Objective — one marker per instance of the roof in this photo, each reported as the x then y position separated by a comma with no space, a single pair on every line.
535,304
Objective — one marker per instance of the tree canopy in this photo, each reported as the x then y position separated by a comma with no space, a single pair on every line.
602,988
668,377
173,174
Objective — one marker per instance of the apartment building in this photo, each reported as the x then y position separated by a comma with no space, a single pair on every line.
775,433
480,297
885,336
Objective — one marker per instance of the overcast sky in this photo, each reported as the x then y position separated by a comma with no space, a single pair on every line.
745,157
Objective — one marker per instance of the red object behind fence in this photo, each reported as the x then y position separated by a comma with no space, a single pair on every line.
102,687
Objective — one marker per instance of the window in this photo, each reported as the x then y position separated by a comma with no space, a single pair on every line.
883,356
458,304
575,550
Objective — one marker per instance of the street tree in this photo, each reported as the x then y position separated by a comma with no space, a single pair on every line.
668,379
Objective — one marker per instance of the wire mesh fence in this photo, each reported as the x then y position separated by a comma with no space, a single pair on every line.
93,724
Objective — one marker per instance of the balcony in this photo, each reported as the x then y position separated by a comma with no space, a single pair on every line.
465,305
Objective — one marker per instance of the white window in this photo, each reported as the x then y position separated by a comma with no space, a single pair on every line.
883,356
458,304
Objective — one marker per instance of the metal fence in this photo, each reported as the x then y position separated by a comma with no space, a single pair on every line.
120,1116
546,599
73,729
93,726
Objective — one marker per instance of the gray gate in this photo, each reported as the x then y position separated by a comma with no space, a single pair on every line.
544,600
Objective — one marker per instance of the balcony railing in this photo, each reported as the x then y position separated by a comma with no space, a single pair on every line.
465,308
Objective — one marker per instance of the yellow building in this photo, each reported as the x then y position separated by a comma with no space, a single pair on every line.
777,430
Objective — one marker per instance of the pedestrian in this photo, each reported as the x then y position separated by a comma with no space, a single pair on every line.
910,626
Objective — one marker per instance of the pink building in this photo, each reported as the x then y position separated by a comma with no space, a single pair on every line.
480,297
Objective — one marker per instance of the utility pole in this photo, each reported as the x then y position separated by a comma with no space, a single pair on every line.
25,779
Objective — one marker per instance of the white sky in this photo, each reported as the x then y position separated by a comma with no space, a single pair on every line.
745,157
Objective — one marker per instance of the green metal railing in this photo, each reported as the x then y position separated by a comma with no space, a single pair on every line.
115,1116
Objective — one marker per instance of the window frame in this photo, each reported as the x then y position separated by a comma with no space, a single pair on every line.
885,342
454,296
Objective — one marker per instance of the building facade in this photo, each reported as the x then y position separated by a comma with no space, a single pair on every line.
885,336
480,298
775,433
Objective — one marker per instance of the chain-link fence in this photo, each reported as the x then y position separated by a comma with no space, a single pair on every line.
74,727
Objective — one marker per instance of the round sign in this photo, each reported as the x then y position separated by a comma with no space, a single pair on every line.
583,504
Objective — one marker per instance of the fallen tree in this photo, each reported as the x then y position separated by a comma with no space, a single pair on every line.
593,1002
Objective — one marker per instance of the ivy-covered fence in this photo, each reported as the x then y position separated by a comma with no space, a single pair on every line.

※ ※ ※

■ What to work on: Make a verbatim copy of every entry shown above.

■ Result below:
Objective — one marker per instance of the roof in this photo, each reported as the x then y position separated by a comma with no space, a single pair on every line.
535,304
Objective — one marker per instance of the tree canopy in this photo, each reported as the x then y position separated by a comma with no space, a single pair on every line.
602,988
668,377
173,174
Objective — one marker per instance of the apartment building in this photo, each reported as the x then y position separated by a comma with no space, a single pair on every line.
775,433
480,297
885,336
Objective — one marker per instance of the overcast sky in this photo, each reported as the x then y position separated by a comma with no space, a single pair on every line.
745,157
Objective — one marker per instance of the red object behind fence in this photo, each reported as the x then y position separated by a comma with no space, a single pair on every line.
102,687
Objective — one marker per instance of the window in this photo, each reported as the x then y position separated by a comma with no space, a single pair on every line.
883,356
458,304
575,550
Objective — one marker per instance of the street tree in this photo, each reported as the x then y position separated by a comma with no space, a single pair on every line.
668,379
Objective — one marker per instance of the wire mesh fence in this photo, each reported as the x then y position separated by a comma with no space, a single pair on every line.
93,724
Objective — one marker per instance of the balcony in this photo, each reported as the x then y position separated by a comma with no space, a single pair on every line.
465,305
Objective — one marker per instance of the white window in this photo, each reported as the x then y position separated by a comma with no space, a single pair on every line.
883,356
458,304
Objective — one marker per instance of the metal fence in this photo, each reported as the x then y position separated by a comma with no space, a single pair on every line.
120,1116
546,599
73,729
93,726
Objective — one marker per instance of the gray gate in this photo, each reported as the x then y position separated by a comma with no space, a single pair on every line.
544,600
Objective — one marker per instance of the balcony railing in this photo, each reported as the x then y position separated by a comma with no space, a single pair on every line.
465,308
Objective — one marker per instance of the yellow building in this photo, each reported as the x then y position separated by a comma with no space, a single pair on every line.
777,430
Objective — one marker per instance of the pedestrian in this photo, each reported as the x then y position separated by a comma with no space, a single pair on every line.
910,626
Objective — one marker per instance of the pink building in this photo, each reported as the x then y position separated by a comma with no space, a single pair on every line.
480,297
Objective — one marker per instance of the utility pole in this photo, each reported as the x then y position separated by a comma with no space, a single pair on every line.
25,779
Objective — one marker per instance of the white sky in this photo, each reported as the x then y position separated by a comma with no space, a single pair on every line.
745,157
Objective — one marker per instance of the green metal railing in this photo, each reported as the x then y position separated by a comma with no space, a single pair on every line.
115,1116
Objective — one marker per instance of the window frame in this photo, each reported as the x then y position separated by a comma with no space, a single pair on every line.
885,342
454,296
Objective — one marker per instance of the building facade in this photo, each reported as the x then y position separated by a comma with no space, a single pair on every line.
885,336
480,298
775,433
Objective — one marker per instance of the chain-link fence in this photo, each reported as the x then y position separated by a comma with no space, a single pair on every line.
74,727
Objective — one marker per instance of the round sign in this photo, each reported as the x then y position separated by a comma with no space, a single pair on every line.
583,504
Objective — one marker per instance of the fallen tree in this photo, each reported as the x then y position separated by a comma with no space, a single pair on every line.
593,1002
Objective — one marker per instance of the ivy-covered fence in this photo, each reported as the x then y position separated by a comma with no space, a single pair on every line.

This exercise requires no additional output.